# Task requirements:
Copy out exactly each line from the line with "of the soccer" through the last line of the material below.

# Supplied data:
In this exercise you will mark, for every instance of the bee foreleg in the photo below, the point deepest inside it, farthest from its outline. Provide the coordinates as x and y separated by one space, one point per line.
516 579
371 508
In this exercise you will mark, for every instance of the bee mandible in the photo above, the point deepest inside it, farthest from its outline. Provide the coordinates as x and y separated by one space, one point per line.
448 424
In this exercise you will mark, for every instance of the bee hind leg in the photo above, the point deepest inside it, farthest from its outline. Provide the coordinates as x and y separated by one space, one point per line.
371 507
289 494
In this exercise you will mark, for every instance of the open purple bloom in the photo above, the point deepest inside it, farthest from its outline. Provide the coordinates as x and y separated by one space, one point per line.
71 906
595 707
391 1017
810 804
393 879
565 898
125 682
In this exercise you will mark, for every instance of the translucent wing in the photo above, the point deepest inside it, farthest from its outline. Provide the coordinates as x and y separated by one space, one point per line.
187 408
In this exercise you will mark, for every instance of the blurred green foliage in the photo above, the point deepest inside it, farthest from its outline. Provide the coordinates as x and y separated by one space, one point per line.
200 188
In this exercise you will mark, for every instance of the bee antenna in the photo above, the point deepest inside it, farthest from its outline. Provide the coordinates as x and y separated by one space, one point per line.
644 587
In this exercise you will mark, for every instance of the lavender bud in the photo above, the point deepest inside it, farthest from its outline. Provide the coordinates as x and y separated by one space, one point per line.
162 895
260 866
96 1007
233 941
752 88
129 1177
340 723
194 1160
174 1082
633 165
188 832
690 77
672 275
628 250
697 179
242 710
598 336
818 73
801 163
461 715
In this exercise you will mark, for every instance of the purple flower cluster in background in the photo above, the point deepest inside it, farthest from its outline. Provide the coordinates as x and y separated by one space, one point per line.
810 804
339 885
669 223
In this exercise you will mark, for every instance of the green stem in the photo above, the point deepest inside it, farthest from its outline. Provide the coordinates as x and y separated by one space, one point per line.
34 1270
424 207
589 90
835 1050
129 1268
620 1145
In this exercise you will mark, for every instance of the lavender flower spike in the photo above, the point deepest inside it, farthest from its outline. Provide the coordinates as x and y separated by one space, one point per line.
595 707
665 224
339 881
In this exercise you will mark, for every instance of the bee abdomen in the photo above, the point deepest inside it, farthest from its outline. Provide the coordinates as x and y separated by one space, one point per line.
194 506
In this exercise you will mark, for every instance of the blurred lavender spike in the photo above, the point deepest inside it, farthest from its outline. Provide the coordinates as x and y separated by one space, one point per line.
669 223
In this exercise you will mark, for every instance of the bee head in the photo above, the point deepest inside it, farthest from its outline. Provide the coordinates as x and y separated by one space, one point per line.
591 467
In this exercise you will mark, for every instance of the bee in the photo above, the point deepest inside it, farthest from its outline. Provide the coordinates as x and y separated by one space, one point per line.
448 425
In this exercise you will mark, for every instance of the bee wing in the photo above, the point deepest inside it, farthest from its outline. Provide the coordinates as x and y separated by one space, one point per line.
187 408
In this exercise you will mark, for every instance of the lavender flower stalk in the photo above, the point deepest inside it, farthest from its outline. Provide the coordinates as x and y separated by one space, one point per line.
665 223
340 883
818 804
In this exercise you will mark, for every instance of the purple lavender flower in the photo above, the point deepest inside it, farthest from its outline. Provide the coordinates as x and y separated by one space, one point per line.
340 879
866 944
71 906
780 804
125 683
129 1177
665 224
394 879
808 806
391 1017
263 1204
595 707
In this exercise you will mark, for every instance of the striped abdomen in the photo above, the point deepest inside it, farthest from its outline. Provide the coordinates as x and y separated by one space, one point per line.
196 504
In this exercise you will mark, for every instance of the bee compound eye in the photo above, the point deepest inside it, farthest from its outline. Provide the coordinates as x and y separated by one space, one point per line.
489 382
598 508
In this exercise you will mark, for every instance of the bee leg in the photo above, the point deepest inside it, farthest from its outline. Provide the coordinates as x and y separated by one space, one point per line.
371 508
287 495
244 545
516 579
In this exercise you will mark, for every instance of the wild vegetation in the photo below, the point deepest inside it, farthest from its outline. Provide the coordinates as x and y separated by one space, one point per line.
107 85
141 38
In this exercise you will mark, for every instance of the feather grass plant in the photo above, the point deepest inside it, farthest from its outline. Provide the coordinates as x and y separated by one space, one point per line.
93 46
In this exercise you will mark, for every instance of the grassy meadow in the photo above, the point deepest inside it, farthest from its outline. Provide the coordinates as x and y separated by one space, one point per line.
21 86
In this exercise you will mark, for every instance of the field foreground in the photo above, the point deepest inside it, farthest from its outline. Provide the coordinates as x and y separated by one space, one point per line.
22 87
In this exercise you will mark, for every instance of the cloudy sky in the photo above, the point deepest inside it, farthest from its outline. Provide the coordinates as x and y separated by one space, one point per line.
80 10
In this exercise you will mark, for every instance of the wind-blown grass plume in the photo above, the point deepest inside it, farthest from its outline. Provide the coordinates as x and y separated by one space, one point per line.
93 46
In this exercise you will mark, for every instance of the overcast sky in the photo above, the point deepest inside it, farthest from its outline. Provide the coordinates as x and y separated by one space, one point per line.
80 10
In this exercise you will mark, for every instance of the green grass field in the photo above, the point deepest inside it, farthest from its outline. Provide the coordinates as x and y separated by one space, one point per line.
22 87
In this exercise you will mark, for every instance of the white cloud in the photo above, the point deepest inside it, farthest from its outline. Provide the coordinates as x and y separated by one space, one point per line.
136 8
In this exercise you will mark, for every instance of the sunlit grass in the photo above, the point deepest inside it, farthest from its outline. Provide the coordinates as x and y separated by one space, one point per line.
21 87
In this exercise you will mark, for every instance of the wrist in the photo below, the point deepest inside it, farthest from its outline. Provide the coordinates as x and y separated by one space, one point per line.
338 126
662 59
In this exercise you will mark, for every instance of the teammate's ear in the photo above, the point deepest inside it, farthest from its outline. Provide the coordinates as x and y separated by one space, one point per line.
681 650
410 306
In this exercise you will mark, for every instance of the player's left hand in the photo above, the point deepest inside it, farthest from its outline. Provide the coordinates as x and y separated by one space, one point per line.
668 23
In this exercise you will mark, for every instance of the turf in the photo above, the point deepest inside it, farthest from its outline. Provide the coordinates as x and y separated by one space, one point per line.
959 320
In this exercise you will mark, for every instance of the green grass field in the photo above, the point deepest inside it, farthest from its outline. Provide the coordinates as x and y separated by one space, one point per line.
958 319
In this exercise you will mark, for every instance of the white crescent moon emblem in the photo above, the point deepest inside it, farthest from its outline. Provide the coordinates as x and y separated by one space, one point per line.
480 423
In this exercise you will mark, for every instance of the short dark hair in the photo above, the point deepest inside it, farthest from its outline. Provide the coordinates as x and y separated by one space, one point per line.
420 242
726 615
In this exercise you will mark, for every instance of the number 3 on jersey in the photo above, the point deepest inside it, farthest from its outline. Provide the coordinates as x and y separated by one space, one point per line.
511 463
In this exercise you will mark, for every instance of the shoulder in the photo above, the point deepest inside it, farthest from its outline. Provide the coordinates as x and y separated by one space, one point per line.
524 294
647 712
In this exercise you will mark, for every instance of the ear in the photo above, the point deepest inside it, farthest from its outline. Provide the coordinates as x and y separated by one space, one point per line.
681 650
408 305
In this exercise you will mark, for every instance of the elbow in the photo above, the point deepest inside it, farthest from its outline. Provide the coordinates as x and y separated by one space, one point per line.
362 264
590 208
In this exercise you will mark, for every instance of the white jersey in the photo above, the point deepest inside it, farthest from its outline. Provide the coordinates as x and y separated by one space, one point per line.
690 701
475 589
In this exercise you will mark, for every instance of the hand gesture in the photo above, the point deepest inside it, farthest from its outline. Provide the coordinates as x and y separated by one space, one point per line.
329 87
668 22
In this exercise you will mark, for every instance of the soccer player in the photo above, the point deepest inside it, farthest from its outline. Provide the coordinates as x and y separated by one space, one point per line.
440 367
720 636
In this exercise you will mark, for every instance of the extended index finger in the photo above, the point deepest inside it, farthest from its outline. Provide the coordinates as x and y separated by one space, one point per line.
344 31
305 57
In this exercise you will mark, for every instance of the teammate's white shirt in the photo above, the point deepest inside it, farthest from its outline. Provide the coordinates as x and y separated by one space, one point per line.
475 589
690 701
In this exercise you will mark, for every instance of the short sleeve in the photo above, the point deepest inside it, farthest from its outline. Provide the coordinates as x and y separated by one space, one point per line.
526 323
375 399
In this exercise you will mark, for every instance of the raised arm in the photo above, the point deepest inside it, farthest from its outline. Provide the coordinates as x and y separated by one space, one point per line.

# Correct answer:
In this exercise you will mark, for every instance of the soccer player in the photo above, the point deepest inside it, farthest from its outline. Provide the coordinates as x and y separated by one space, one point per line.
440 367
720 636
In this exercise you will mark, for every instance of the extended index finger in the photo above, the point deepest inside it, farthest from its outline. Provide the coordinates as x and y separated by one space, one point per line.
344 31
305 57
In this exercise you will mark, for every instance of the teammate's white shirt in the photo above, the point deepest inside it, farthest from its outline. Provide the coordinates as x and y separated by one space, one point per line.
475 589
690 701
In this exercise you will mark, for every instance of the short sleeve in the photo above, the point deepest inside it, farthest from its outline. Provide the coordinates as x and y separated by one space, one point per line.
526 323
375 399
In this exercise you will mark, for every instance of the raised arm in the photo above, the point deepest inside it, farthest from its outline. Provide the coordinates as x and y separated by one space, one point per line.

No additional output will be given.